Text to read
Behind the Camera on GRAND ILLUSION
Before the producers agreed to finance The Grand Illusion (1937), they questioned every expense including a stipulation in the script for the use of genuine silver dinner service. Renoir had to agree to make do with silver plate.
Renoir also had to abandon the idea of filming numerous planned shots of planes, airfields, and aerial combat (in the final film, we simply see characters leaving a room to go off on a flying mission, and later entering a room after being shot down and captured). The producers said they could not acquire the necessary planes but were also relieved to avoid a major expense. Renoir was furious at first but later considered it a fortunate accident, realizing his film worked much better without this footage.
Principal photography on The Grand Illusion began in winter 1936. Because shooting in Nazi Germany was out of the question, exteriors were done in the Alsace, the easternmost region of France, which retains a rather German character (and had been under German rule on and off, most recently from the late 19th century until World War I). The prisoners' quarters were actually military barracks that had been constructed by the German Kaiser Wilhelm II, who also built the chateau that doubled for the final fortress prison.
Somewhere between early scripting and production, the character of Dolette developed into the wealthy Jewish character Rosenthal, which gave Renoir the opportunity of not only joining race and ethnicity to the examination of class themes but, with Rosenthal written as a middle-class character, of adding nuance to the dichotomy between the working-class Marechal and the aristocratic De Boeldieu. The character was made more complex with the help of producer Pinkovitch, who was Jewish and frequently offered suggestions for building the role into a plum part for Jewish actor Marcel Dalio.

Provided data

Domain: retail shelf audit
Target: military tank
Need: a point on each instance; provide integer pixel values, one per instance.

---

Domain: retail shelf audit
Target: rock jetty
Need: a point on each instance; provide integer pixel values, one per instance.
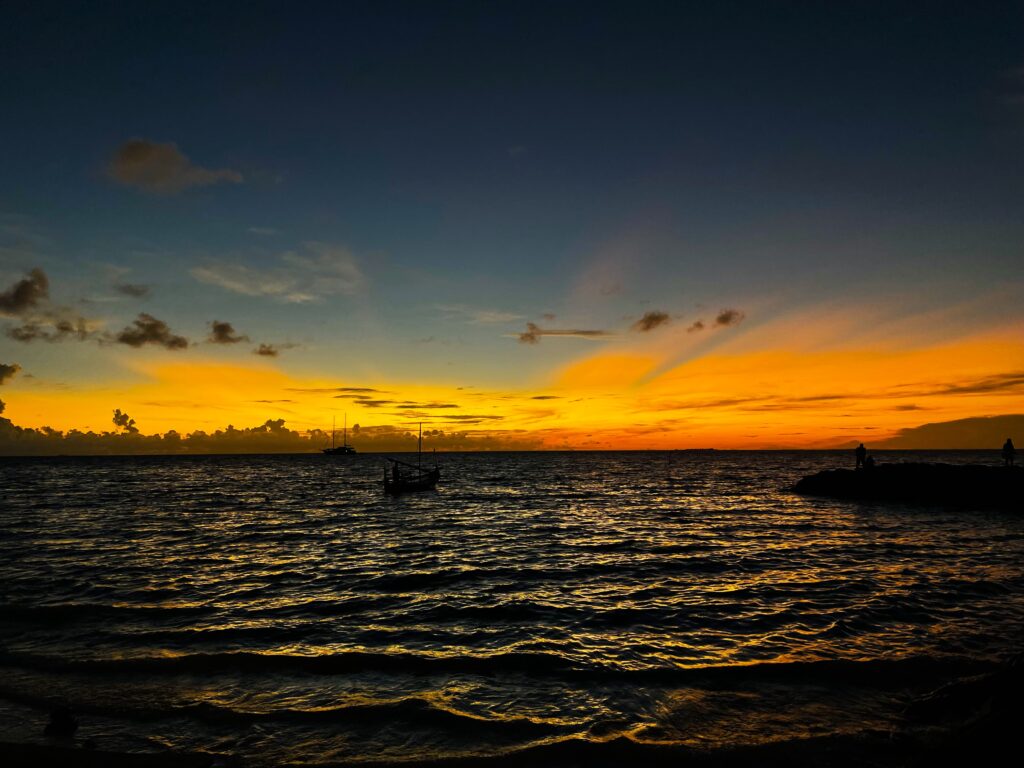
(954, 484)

Things to do
1. According to the notes on filming Grand Illusion, where were the exteriors shot?
2. In the notes on filming Grand Illusion, rewrite the part that opens with the words containing "Renoir also had" and closes with "without this footage.", putting "material" in place of "footage".
The records have no connection to the text.

Expected results
1. The exteriors were shot in the Alsace, the easternmost region of France.

2.
Renoir also had to abandon the idea of filming numerous planned shots of planes, airfields, and aerial combat (in the final film, we simply see characters leaving a room to go off on a flying mission, and later entering a room after being shot down and captured). The producers said they could not acquire the necessary planes but were also relieved to avoid a major expense. Renoir was furious at first but later considered it a fortunate accident, realizing his film worked much better without this material.